§ Work to do
Answer these from the letter:
1. What date appears on the letter?
2. Which fund does the letter refer to as the "Fund"?
3. Which company is named as the "Adviser"?

§ Document passage
June 7, 2019 Mr. Michael Willis President Index Funds
June 7, 2019
Mr. Xxxxxxx Xxxxxx
President
0000 Xxxxx Xxxxxxx Xxxxxxxxx
Colorado Springs, Colorado 80920
Re: Index Funds (the “Trust”) – S&P 500 Equal Weight (the “Fund”)
Dear Xx. Xxxxxx:
This letter confirms the agreement between The Index Group, LLC (the “Adviser”) and the Trust to contractually limit the total amount of the “Management Fees” and “Other Expenses” that the Adviser is entitled to receive from the Fund.

§ Stored data
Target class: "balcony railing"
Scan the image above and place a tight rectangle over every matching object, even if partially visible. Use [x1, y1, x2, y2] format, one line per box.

§ Solved exercise
1. June 7, 2019
2. S&P 500 Equal Weight
3. The Index Group, LLC